_Stated goal_
Tally the lines below that contain the string "tree", and give only the resulting number.

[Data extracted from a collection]
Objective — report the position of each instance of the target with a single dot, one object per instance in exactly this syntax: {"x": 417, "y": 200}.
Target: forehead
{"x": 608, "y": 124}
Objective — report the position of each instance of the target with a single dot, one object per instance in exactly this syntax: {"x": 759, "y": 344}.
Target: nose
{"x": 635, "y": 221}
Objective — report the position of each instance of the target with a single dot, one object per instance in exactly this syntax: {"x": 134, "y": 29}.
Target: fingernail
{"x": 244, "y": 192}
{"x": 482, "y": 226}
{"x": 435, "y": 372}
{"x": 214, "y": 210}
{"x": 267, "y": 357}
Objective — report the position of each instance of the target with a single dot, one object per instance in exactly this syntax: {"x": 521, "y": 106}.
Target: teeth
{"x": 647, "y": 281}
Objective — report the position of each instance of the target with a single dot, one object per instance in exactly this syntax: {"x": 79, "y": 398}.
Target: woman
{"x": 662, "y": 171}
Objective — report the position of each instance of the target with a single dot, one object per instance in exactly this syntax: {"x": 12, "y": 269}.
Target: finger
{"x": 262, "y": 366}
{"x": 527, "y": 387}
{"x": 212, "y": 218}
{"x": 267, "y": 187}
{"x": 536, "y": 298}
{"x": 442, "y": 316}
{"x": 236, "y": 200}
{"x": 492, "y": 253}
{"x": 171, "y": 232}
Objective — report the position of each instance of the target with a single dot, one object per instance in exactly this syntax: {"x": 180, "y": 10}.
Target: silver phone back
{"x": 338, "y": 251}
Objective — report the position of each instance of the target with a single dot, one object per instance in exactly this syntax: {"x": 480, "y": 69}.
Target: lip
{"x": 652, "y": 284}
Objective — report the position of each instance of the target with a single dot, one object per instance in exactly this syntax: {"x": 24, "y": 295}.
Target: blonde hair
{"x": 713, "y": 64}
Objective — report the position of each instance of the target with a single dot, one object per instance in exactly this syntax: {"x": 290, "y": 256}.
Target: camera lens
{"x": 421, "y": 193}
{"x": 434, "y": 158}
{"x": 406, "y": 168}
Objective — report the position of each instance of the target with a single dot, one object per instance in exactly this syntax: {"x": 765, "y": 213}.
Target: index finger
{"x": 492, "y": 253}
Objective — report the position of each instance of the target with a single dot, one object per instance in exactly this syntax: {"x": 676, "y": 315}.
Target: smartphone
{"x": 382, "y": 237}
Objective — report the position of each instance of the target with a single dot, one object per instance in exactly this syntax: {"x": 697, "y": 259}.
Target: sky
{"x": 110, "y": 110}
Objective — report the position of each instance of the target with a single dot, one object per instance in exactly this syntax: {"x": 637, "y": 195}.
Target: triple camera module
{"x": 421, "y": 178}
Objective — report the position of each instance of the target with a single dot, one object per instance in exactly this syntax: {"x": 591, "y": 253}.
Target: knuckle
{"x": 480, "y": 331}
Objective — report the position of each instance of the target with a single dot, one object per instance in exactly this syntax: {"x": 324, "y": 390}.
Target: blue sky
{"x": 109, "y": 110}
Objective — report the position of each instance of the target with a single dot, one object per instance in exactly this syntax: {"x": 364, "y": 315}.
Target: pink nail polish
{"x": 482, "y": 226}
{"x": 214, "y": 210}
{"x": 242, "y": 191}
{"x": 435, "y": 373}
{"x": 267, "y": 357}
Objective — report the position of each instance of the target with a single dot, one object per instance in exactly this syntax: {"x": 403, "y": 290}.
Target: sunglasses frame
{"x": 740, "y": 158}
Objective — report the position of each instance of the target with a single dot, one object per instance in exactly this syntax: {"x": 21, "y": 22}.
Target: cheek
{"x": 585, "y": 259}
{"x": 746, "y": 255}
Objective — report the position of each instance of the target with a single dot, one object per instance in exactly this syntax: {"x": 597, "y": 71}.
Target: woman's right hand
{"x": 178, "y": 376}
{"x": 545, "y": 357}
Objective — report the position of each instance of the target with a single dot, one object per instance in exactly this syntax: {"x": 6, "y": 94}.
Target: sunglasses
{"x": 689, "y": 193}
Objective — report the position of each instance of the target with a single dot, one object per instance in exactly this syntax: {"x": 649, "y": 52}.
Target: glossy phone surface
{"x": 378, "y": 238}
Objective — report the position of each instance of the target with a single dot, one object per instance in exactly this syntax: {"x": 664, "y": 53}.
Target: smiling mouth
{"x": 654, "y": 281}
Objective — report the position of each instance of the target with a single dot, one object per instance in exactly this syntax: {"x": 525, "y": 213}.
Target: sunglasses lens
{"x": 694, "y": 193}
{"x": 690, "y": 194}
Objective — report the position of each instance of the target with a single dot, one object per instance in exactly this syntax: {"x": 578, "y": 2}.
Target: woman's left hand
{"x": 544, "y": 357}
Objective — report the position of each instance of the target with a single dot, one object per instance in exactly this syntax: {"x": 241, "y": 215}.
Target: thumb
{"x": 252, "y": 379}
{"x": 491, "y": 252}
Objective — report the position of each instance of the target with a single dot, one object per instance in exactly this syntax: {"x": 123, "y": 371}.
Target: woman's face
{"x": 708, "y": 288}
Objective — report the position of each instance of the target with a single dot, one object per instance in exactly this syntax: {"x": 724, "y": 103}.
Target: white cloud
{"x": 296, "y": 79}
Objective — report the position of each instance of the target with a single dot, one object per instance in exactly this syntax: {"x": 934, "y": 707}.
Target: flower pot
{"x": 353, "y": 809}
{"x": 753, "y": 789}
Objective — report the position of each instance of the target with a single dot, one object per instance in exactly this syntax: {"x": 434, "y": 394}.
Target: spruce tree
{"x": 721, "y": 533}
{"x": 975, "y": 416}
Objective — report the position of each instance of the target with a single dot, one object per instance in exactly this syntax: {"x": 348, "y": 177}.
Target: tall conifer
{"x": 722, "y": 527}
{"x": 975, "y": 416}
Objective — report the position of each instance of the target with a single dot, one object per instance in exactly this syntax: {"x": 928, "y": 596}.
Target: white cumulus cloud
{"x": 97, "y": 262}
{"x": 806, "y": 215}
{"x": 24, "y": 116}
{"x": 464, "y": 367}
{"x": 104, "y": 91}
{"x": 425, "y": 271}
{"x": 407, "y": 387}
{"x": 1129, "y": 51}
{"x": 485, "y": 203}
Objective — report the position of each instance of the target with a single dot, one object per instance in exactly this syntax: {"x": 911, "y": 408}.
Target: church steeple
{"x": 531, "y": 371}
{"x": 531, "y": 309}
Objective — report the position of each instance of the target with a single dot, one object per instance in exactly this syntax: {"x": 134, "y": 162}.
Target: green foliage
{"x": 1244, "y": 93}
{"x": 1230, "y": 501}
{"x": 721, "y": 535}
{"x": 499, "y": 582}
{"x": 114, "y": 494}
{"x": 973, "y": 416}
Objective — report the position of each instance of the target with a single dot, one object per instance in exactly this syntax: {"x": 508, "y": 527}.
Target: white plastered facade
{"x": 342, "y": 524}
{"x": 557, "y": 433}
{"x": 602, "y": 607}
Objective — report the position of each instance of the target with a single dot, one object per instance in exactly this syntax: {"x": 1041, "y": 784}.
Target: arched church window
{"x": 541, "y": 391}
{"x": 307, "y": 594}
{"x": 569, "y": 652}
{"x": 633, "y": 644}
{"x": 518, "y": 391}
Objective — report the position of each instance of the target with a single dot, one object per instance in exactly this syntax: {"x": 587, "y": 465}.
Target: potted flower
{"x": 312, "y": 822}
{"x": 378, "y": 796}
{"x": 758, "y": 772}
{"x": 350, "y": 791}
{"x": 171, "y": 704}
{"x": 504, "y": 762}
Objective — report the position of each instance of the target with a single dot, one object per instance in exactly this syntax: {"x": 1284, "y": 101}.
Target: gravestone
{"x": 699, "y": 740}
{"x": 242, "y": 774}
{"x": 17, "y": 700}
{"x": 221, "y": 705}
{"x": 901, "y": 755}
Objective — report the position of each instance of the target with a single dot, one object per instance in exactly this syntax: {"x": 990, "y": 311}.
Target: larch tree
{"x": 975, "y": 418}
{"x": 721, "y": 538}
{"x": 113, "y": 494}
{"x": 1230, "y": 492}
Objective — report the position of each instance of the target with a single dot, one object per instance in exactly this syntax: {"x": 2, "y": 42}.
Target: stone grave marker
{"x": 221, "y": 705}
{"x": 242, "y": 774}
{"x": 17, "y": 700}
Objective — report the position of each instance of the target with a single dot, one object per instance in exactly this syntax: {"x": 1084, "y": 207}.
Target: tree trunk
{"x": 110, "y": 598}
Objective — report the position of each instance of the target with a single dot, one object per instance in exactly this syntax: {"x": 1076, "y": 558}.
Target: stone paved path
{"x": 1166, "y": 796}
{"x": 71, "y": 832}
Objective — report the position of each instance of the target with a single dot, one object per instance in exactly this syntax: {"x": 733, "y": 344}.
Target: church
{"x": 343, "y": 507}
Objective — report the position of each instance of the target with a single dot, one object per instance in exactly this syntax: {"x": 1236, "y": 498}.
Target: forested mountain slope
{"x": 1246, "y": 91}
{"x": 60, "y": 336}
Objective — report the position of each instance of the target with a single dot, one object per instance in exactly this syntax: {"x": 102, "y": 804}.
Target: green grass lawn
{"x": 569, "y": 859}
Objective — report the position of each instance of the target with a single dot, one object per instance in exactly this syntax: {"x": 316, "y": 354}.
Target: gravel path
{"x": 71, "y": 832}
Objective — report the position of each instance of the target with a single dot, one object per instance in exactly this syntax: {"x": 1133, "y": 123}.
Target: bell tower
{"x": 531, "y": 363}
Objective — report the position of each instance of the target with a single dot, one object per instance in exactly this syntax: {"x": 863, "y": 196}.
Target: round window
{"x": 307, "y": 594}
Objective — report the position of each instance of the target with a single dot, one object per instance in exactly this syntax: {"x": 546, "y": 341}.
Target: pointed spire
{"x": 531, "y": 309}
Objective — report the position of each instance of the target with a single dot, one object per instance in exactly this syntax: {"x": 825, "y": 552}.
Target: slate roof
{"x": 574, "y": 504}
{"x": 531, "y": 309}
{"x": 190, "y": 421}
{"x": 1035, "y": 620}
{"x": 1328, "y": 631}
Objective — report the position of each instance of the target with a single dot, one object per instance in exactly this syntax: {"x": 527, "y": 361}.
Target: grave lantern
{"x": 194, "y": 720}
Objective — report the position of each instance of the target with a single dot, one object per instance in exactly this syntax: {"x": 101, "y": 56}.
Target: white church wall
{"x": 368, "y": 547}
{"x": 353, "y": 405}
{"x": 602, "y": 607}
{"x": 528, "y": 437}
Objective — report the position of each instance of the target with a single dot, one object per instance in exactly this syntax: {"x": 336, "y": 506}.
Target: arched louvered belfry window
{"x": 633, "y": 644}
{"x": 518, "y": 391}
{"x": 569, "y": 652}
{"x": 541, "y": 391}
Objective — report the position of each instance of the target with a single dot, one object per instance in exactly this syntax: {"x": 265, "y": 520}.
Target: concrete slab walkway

_The output_
3